_Dataset excerpts_.
--------------------------------------------------
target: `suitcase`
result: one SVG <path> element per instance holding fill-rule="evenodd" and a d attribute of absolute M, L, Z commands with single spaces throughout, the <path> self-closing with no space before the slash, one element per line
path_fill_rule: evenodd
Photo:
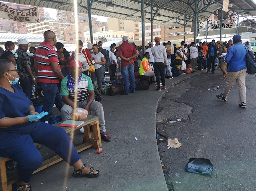
<path fill-rule="evenodd" d="M 135 82 L 136 90 L 147 90 L 149 88 L 148 81 L 145 80 L 139 80 Z"/>
<path fill-rule="evenodd" d="M 110 96 L 114 96 L 124 93 L 125 86 L 123 83 L 116 83 L 109 86 L 108 94 Z"/>

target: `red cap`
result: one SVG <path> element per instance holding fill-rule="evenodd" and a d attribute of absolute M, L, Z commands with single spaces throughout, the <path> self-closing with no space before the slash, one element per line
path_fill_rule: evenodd
<path fill-rule="evenodd" d="M 79 68 L 82 67 L 82 64 L 79 60 L 71 60 L 69 66 L 70 67 L 74 67 L 75 68 Z"/>

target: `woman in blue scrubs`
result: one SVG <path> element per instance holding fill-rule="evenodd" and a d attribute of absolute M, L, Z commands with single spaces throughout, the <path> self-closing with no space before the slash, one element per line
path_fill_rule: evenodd
<path fill-rule="evenodd" d="M 42 163 L 34 142 L 55 151 L 72 165 L 73 176 L 98 176 L 99 171 L 83 164 L 63 129 L 38 121 L 48 113 L 35 111 L 33 103 L 17 84 L 18 72 L 10 60 L 0 59 L 0 156 L 18 162 L 17 190 L 30 190 L 32 173 Z"/>

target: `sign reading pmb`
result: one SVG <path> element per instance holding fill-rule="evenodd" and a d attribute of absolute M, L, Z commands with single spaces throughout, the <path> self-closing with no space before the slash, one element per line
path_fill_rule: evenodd
<path fill-rule="evenodd" d="M 18 10 L 0 2 L 0 18 L 26 22 L 39 22 L 38 7 Z"/>
<path fill-rule="evenodd" d="M 223 29 L 229 29 L 233 27 L 233 24 L 230 23 L 223 23 Z M 211 26 L 211 29 L 219 29 L 221 28 L 220 24 L 215 24 Z"/>

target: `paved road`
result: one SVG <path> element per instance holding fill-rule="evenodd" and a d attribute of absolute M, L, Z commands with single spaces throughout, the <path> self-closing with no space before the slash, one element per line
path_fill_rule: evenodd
--------------------------------------------------
_What is needed_. Quote all the lines above exactly as given. Do not include the pictures.

_Output of the exercise_.
target: `suitcase`
result: one SVG <path> element per instance holding fill-rule="evenodd" and a d attribute of absolute M, L, Z commands with single spaces throughout, the <path> self-closing with no space before the slash, one element per line
path_fill_rule: evenodd
Photo:
<path fill-rule="evenodd" d="M 135 82 L 136 90 L 147 90 L 149 88 L 148 81 L 145 80 L 139 80 Z"/>
<path fill-rule="evenodd" d="M 110 96 L 114 96 L 124 93 L 125 86 L 123 83 L 116 83 L 109 86 L 108 94 Z"/>

target: `red cap`
result: one SVG <path> element per instance holding fill-rule="evenodd" and a d attribute of absolute M, L, Z commands with single spaces throughout, the <path> self-closing with no space before the slash, one element per line
path_fill_rule: evenodd
<path fill-rule="evenodd" d="M 79 68 L 82 67 L 82 64 L 79 60 L 71 60 L 69 66 L 70 67 L 74 67 L 75 68 Z"/>

target: `woman in blue scrubs`
result: one SVG <path> element per instance holding fill-rule="evenodd" and a d attribute of absolute M, L, Z commands with single spaces throughout, the <path> self-closing with no space before the slash, one element per line
path_fill_rule: evenodd
<path fill-rule="evenodd" d="M 42 163 L 34 142 L 55 151 L 72 165 L 73 176 L 98 176 L 99 171 L 83 164 L 63 129 L 38 121 L 48 113 L 35 111 L 33 103 L 17 84 L 18 72 L 10 60 L 0 59 L 0 156 L 18 162 L 17 190 L 30 190 L 32 173 Z"/>

target: `sign reading pmb`
result: one SVG <path> element per instance holding fill-rule="evenodd" and a d attribute of absolute M, L, Z commands with single spaces throughout, the <path> self-closing with no space before the slash, one element per line
path_fill_rule: evenodd
<path fill-rule="evenodd" d="M 18 10 L 0 2 L 0 18 L 26 22 L 39 22 L 38 7 Z"/>
<path fill-rule="evenodd" d="M 223 29 L 229 29 L 233 27 L 233 24 L 230 23 L 223 23 Z M 211 26 L 211 29 L 219 29 L 221 28 L 220 24 L 215 24 Z"/>

target: `paved road`
result: one SVG <path> element per instance holding fill-rule="evenodd" and a d attribute of absolute M, L, Z commands with single spaces throughout, the <path> self-closing with no space before the slash, one element per line
path_fill_rule: evenodd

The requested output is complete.